##### Task inputs #####

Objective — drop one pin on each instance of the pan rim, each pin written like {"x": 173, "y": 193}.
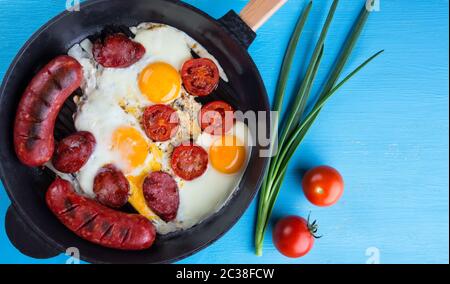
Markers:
{"x": 28, "y": 220}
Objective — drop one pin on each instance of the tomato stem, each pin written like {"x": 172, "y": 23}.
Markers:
{"x": 313, "y": 227}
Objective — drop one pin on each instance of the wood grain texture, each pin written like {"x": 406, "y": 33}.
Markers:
{"x": 386, "y": 131}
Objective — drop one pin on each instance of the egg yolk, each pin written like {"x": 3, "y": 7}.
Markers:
{"x": 133, "y": 148}
{"x": 159, "y": 82}
{"x": 227, "y": 154}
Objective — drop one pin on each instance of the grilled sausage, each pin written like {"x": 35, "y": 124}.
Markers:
{"x": 73, "y": 152}
{"x": 97, "y": 223}
{"x": 39, "y": 108}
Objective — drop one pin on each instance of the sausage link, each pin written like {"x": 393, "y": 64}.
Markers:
{"x": 97, "y": 223}
{"x": 39, "y": 107}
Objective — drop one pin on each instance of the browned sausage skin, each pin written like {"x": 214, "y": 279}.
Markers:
{"x": 73, "y": 152}
{"x": 39, "y": 108}
{"x": 97, "y": 223}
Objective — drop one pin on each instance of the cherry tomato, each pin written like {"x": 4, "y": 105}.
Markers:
{"x": 216, "y": 117}
{"x": 294, "y": 236}
{"x": 160, "y": 122}
{"x": 200, "y": 76}
{"x": 323, "y": 186}
{"x": 189, "y": 161}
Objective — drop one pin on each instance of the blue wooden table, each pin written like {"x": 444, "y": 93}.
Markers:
{"x": 386, "y": 131}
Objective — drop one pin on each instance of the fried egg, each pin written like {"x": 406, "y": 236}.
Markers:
{"x": 111, "y": 108}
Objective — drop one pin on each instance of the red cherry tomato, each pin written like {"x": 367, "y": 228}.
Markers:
{"x": 189, "y": 161}
{"x": 293, "y": 236}
{"x": 200, "y": 76}
{"x": 160, "y": 122}
{"x": 216, "y": 117}
{"x": 323, "y": 186}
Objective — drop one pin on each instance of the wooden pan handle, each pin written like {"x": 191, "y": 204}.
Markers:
{"x": 257, "y": 12}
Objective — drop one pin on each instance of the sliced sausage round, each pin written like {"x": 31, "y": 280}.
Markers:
{"x": 73, "y": 152}
{"x": 161, "y": 195}
{"x": 117, "y": 51}
{"x": 189, "y": 161}
{"x": 160, "y": 122}
{"x": 97, "y": 223}
{"x": 200, "y": 76}
{"x": 111, "y": 187}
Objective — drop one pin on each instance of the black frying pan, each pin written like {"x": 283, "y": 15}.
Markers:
{"x": 31, "y": 227}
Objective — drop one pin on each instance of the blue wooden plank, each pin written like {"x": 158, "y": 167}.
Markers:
{"x": 386, "y": 131}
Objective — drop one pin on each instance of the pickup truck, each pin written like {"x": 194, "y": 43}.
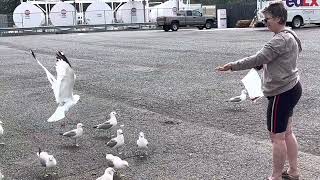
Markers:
{"x": 186, "y": 18}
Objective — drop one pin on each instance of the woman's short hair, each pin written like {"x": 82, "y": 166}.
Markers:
{"x": 277, "y": 10}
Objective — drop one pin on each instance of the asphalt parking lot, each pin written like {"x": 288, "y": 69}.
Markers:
{"x": 163, "y": 84}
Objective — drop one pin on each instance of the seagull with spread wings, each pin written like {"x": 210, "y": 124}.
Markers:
{"x": 62, "y": 86}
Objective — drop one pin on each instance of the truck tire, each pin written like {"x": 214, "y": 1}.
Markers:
{"x": 296, "y": 22}
{"x": 166, "y": 28}
{"x": 208, "y": 25}
{"x": 174, "y": 26}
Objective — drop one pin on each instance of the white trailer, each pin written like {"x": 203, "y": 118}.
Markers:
{"x": 300, "y": 12}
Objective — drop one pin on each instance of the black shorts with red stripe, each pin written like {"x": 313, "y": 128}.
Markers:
{"x": 280, "y": 108}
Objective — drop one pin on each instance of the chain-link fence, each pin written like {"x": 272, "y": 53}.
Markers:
{"x": 71, "y": 18}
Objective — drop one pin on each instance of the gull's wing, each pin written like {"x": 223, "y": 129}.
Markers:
{"x": 110, "y": 163}
{"x": 43, "y": 162}
{"x": 65, "y": 81}
{"x": 50, "y": 77}
{"x": 112, "y": 143}
{"x": 58, "y": 114}
{"x": 70, "y": 133}
{"x": 235, "y": 99}
{"x": 105, "y": 125}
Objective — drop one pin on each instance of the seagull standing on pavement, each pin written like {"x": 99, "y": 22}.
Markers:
{"x": 1, "y": 176}
{"x": 62, "y": 86}
{"x": 142, "y": 143}
{"x": 46, "y": 160}
{"x": 75, "y": 133}
{"x": 108, "y": 174}
{"x": 240, "y": 98}
{"x": 117, "y": 141}
{"x": 116, "y": 162}
{"x": 109, "y": 124}
{"x": 1, "y": 132}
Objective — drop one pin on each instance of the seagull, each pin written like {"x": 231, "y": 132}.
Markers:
{"x": 75, "y": 133}
{"x": 111, "y": 123}
{"x": 1, "y": 131}
{"x": 142, "y": 142}
{"x": 116, "y": 162}
{"x": 62, "y": 86}
{"x": 240, "y": 98}
{"x": 108, "y": 174}
{"x": 117, "y": 141}
{"x": 46, "y": 160}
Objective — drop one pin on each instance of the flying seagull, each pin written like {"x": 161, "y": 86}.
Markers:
{"x": 117, "y": 141}
{"x": 75, "y": 133}
{"x": 240, "y": 98}
{"x": 108, "y": 174}
{"x": 109, "y": 124}
{"x": 142, "y": 143}
{"x": 62, "y": 86}
{"x": 46, "y": 160}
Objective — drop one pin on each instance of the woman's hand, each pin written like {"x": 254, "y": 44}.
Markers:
{"x": 225, "y": 67}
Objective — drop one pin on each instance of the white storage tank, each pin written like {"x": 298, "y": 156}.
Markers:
{"x": 131, "y": 12}
{"x": 63, "y": 14}
{"x": 99, "y": 13}
{"x": 27, "y": 15}
{"x": 168, "y": 8}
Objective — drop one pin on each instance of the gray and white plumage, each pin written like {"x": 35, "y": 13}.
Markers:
{"x": 62, "y": 86}
{"x": 75, "y": 133}
{"x": 240, "y": 98}
{"x": 117, "y": 141}
{"x": 108, "y": 174}
{"x": 116, "y": 162}
{"x": 46, "y": 160}
{"x": 142, "y": 142}
{"x": 112, "y": 122}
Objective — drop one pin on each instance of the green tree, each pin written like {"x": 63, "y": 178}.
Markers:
{"x": 8, "y": 6}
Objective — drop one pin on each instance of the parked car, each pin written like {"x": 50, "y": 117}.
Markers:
{"x": 186, "y": 18}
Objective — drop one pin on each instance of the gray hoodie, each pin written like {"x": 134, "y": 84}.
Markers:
{"x": 279, "y": 59}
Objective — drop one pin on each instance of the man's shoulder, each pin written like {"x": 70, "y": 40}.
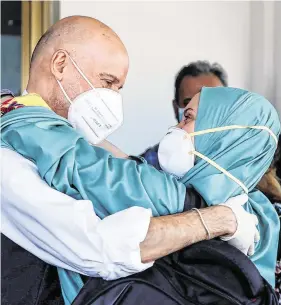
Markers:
{"x": 151, "y": 156}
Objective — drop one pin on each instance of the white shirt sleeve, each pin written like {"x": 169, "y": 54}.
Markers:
{"x": 66, "y": 232}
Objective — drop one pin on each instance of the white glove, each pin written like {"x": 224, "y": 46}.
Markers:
{"x": 246, "y": 233}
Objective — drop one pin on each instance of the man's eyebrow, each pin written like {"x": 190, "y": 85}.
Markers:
{"x": 187, "y": 100}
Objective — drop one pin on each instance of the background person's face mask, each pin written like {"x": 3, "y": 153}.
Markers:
{"x": 176, "y": 151}
{"x": 95, "y": 113}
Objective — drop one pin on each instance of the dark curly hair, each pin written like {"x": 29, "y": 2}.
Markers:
{"x": 198, "y": 68}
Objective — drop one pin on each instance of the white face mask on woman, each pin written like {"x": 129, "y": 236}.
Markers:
{"x": 95, "y": 113}
{"x": 174, "y": 152}
{"x": 177, "y": 153}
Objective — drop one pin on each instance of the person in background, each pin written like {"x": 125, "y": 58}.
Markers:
{"x": 189, "y": 81}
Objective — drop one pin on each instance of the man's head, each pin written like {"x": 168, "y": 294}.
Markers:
{"x": 192, "y": 78}
{"x": 94, "y": 47}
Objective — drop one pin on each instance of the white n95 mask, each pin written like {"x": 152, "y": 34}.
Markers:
{"x": 175, "y": 152}
{"x": 95, "y": 113}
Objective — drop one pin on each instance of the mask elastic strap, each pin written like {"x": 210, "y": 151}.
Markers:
{"x": 90, "y": 84}
{"x": 65, "y": 94}
{"x": 80, "y": 71}
{"x": 220, "y": 169}
{"x": 212, "y": 130}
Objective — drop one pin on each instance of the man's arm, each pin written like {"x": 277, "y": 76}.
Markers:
{"x": 167, "y": 234}
{"x": 67, "y": 233}
{"x": 115, "y": 151}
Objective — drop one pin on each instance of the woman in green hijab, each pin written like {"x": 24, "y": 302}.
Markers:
{"x": 222, "y": 148}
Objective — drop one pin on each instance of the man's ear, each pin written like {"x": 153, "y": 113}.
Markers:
{"x": 59, "y": 63}
{"x": 176, "y": 109}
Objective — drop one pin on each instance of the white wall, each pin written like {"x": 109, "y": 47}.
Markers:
{"x": 266, "y": 50}
{"x": 161, "y": 37}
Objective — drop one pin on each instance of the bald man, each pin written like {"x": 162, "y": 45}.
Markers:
{"x": 44, "y": 221}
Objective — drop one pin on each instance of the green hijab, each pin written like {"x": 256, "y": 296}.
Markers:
{"x": 245, "y": 153}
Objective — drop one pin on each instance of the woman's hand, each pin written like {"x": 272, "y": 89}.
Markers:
{"x": 246, "y": 234}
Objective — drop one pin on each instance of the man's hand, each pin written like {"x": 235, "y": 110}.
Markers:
{"x": 246, "y": 233}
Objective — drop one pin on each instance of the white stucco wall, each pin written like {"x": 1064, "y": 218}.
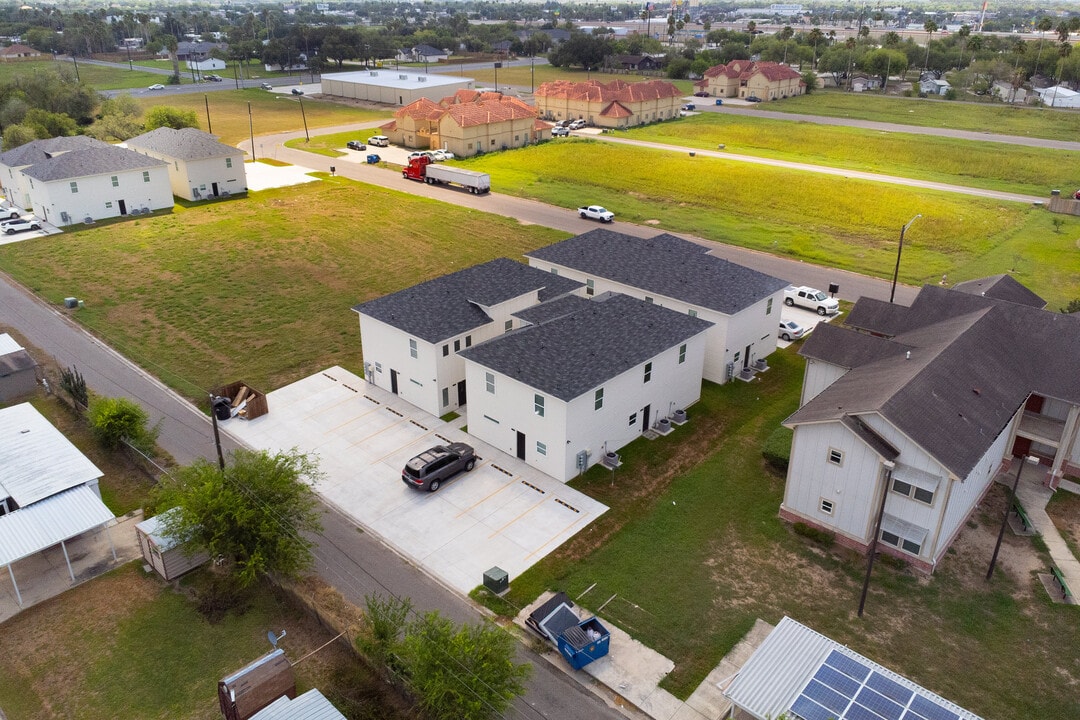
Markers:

#####

Copy the records word for word, from the line with "the man's hand, each" up to and including the last line of the records, and leave the pictures out.

Objective — drop one pin on each instance of the man's hand, each pin written like {"x": 235, "y": 110}.
Markers:
{"x": 246, "y": 233}
Objective — drop one pin on each instance of the white stucco wall, each pin written like {"x": 1064, "y": 218}.
Markers:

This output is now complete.